━━━━━ DATA IN THIS EXERCISE

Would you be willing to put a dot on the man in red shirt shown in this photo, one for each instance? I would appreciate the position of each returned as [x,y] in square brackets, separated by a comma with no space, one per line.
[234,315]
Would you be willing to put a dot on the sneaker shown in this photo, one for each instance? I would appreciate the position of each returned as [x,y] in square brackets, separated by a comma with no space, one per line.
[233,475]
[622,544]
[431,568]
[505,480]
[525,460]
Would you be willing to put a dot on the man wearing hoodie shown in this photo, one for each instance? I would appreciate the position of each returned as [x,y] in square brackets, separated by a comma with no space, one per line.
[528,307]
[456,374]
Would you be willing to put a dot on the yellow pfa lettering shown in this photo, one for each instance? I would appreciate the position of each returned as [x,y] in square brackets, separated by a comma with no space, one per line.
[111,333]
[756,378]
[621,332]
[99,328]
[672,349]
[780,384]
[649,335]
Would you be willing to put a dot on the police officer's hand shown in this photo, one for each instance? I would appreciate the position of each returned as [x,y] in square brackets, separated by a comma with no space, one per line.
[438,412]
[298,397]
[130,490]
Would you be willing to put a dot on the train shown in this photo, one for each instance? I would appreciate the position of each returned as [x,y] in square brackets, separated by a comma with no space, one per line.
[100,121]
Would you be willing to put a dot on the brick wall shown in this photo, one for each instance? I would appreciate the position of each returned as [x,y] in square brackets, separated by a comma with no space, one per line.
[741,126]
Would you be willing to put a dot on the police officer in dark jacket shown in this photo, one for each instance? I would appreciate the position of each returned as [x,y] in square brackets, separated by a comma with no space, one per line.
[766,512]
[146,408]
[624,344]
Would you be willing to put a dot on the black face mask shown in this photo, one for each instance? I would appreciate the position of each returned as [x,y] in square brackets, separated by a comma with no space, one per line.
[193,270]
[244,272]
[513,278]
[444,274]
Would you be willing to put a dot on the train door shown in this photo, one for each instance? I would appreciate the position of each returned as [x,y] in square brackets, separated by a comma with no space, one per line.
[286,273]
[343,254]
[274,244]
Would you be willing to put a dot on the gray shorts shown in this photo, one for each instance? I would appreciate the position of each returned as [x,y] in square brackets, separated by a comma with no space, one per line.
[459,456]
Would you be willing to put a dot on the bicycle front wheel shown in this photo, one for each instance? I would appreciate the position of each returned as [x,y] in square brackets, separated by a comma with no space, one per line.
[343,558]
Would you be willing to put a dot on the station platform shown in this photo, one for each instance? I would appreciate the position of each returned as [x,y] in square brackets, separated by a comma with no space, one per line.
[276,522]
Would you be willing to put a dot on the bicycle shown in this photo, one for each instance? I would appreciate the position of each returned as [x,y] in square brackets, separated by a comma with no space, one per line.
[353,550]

━━━━━━━━━━

REQUIREMENT
Please rewrite the lines above, substituting "mark" for "put a dot on" wherever it occurs and leaving everything else unchanged.

EXPECTED ANSWER
Would you be willing to mark the man in red shirt shown in this photo, one for each instance? I would appreciate the position of each returned as [x,y] in square brackets, separated by a comma with no space, one per line.
[234,315]
Would you be willing to mark the sneaker shown in this photo, one for each instance? I would appreciate the position of each returned as [x,y] in square brackets, separated by a comma with no space, one per line.
[233,475]
[622,544]
[431,568]
[505,480]
[525,460]
Would you be willing to mark the man wearing hoodie shown in this photo, one for each instance? I would appreciate the position of each returned as [x,y] in square brackets, separated by a comma with no space, one per line.
[528,307]
[456,374]
Would you be willing to mark the yellow pfa lettering shown in this photo, one for each instance? I would appreciate the position of each returned as [x,y] in square brackets, separated by a comma with no space, one per line.
[111,333]
[756,378]
[621,332]
[99,328]
[672,349]
[780,384]
[649,335]
Would you be willing to mark the police officer's hand shown in this photo, one for each instance? I would appreciate the position of each returned as [x,y] in square brackets, separated by a comma with no space, one per line.
[438,412]
[298,397]
[130,490]
Would you be willing to mark the train shown in this photo, one for each instance? I would appreciate the position of each returned as [x,y] in square brackets, separated by a comma with no space, one per line.
[100,121]
Would you be willing to mark the brick wall shown in this photo, one for each instance? I would appreciate the position of each returned as [x,y] in square brackets, separated by a comma with no space, one per line.
[741,126]
Would you be willing to mark the police officer in dark jacket shown in this photo, one for each instance? I would appreciate the position of each returned as [x,y] in square brackets, separated by a comma with no space, one per line.
[766,512]
[146,408]
[624,344]
Would you be willing to mark the black face mask shown in this photo, one for each instance? I would appreciate the position of each returned as [x,y] in square brackets, separated by a comma with no space, one per line.
[193,270]
[244,272]
[513,278]
[444,274]
Would you be willing to mark the train door shown in this photo, one for each instance? I would appreciate the position of each returned as [x,y] in square brackets, separated by a comma with no space, one per line.
[286,273]
[343,254]
[274,244]
Would you be willing to mark the gray shorts shown in this photo, one for each instance? I would appreciate the position of each returned as [x,y] in square brackets, separated by a comma with no space, one per line.
[459,456]
Would you be willing to mark the bicycle front wheel shown in this photo, one for each instance? I would appreciate the position of each returned as [x,y] in square brackets, separated by a comma with no space, one per line.
[343,558]
Would you be willing to mark the station platform shown in this photo, one for each instance? I would appreciate the position of each returned as [x,y] in square brackets, separated by a comma with no space, one per line.
[276,522]
Would you be willing to mark the bicycle shown in this photo, one for each instance? I would appreciate the position of each returned as [x,y] in square brackets, separated by a comma with no space, one per line.
[353,550]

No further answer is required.